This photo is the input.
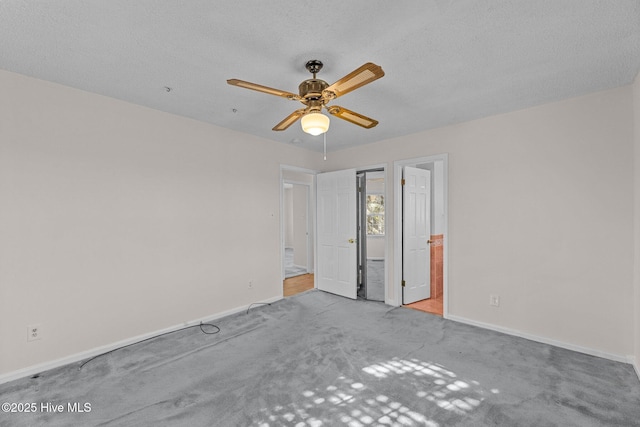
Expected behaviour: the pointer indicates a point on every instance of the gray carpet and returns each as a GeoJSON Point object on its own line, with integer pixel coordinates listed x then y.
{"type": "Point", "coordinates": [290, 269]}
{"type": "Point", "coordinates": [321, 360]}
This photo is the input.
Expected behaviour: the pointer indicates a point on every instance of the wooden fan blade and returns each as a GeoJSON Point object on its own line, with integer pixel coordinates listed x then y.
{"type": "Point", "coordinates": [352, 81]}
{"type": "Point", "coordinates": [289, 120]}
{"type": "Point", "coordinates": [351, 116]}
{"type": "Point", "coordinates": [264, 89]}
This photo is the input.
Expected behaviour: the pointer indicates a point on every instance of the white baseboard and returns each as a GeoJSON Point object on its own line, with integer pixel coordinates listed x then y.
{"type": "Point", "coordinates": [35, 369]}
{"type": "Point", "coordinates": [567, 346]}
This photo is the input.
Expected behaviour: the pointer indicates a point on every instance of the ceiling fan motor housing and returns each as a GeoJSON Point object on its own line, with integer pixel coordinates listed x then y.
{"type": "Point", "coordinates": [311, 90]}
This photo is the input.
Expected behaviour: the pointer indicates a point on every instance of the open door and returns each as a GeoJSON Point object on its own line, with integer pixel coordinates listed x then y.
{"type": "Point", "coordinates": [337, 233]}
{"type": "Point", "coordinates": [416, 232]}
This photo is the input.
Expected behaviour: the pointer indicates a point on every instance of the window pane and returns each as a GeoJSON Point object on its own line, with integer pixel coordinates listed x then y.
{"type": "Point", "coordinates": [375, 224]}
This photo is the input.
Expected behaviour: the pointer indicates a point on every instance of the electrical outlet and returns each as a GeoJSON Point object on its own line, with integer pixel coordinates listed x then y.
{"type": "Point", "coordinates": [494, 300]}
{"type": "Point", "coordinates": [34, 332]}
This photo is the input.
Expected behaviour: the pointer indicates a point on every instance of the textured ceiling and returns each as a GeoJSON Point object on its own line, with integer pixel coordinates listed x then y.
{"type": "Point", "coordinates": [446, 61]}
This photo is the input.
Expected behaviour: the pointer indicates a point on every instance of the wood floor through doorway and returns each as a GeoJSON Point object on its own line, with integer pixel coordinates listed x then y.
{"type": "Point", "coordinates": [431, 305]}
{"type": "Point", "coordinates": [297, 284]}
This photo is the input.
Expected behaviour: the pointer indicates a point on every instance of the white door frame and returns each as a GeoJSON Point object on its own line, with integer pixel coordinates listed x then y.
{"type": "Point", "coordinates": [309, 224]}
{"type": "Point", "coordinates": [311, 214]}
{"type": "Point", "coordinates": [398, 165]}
____
◆ Aim of the task ◆
Pick out every line in the entries that contains the word "white", and copy each of those lines.

◆ Solved exercise ◆
Expected behaviour: the pointer indicates a point on every instance of the white baseboard and returns each as a GeoJSON Point object on its own line, with integer pixel coordinates listed x then y.
Expected behaviour: the pointer indicates a point on every instance of the white door frame and returns each as a GeoJSON Point object on its own line, with integer pixel coordinates listed x then y.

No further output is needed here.